▶ TASK REQUIREMENTS
Return the listing verbatim from its first line down through the line that contains "[[[837,352],[836,398],[841,467],[868,480],[927,486],[922,380]]]", including both of those lines.

☆ ☆ ☆ ☆

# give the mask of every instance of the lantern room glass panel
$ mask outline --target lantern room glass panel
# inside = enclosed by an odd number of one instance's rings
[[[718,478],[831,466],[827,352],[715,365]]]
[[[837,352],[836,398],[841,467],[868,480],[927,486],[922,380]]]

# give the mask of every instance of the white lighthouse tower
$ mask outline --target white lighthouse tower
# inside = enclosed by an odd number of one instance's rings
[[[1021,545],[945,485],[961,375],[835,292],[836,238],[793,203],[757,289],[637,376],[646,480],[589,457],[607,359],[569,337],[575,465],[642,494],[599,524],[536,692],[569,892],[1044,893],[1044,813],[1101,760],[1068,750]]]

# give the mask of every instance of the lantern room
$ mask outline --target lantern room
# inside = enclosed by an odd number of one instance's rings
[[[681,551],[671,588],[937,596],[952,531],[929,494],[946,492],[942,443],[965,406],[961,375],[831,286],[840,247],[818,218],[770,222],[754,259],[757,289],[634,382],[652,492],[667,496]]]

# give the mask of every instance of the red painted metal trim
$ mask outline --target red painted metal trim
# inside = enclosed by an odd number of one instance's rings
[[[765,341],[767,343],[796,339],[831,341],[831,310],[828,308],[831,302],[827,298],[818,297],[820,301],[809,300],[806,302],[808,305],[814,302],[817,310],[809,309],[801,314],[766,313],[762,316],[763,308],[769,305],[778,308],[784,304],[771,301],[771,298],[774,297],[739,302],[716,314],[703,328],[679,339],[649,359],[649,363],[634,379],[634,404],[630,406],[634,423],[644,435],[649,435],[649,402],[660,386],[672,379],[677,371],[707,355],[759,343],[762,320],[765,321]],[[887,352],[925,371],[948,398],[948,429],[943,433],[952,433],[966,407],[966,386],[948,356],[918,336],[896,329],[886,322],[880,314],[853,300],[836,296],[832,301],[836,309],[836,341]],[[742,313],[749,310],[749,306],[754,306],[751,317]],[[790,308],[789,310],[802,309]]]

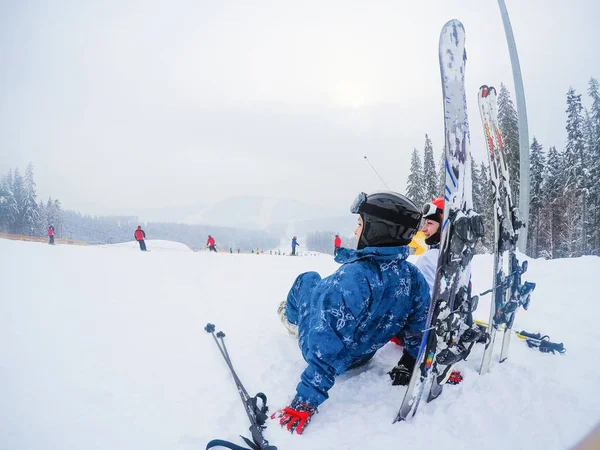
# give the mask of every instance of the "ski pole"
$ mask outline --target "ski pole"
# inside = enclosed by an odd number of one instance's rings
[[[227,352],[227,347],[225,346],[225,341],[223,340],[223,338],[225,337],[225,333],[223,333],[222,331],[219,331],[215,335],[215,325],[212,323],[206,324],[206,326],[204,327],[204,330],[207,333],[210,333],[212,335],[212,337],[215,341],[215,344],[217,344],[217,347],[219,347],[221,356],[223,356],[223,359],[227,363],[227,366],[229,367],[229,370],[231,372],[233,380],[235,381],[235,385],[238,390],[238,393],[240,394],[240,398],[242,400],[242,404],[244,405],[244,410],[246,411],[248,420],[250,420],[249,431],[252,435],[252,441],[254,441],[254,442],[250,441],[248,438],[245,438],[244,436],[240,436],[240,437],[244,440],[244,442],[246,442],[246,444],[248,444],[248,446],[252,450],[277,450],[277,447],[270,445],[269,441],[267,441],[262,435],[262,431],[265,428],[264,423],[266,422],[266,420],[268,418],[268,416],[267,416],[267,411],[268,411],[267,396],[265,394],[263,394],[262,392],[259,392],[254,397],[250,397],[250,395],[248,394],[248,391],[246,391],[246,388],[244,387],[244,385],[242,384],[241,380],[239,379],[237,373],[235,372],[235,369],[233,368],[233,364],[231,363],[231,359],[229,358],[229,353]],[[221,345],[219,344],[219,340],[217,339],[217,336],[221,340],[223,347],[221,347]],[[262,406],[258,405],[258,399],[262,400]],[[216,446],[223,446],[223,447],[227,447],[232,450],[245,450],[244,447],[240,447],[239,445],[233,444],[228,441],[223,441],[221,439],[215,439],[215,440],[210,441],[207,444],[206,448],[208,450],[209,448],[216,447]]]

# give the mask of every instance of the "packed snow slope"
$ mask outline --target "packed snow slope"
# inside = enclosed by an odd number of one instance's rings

☆ ☆ ☆ ☆

▶ RESPONSE
# give the mask of every instance of the lantern room glass panel
$ mask outline --target lantern room glass panel
# inside = enclosed by an odd number of one instance's rings
[[[718,478],[831,466],[827,352],[715,365]]]
[[[837,352],[836,398],[841,467],[868,480],[927,486],[922,380]]]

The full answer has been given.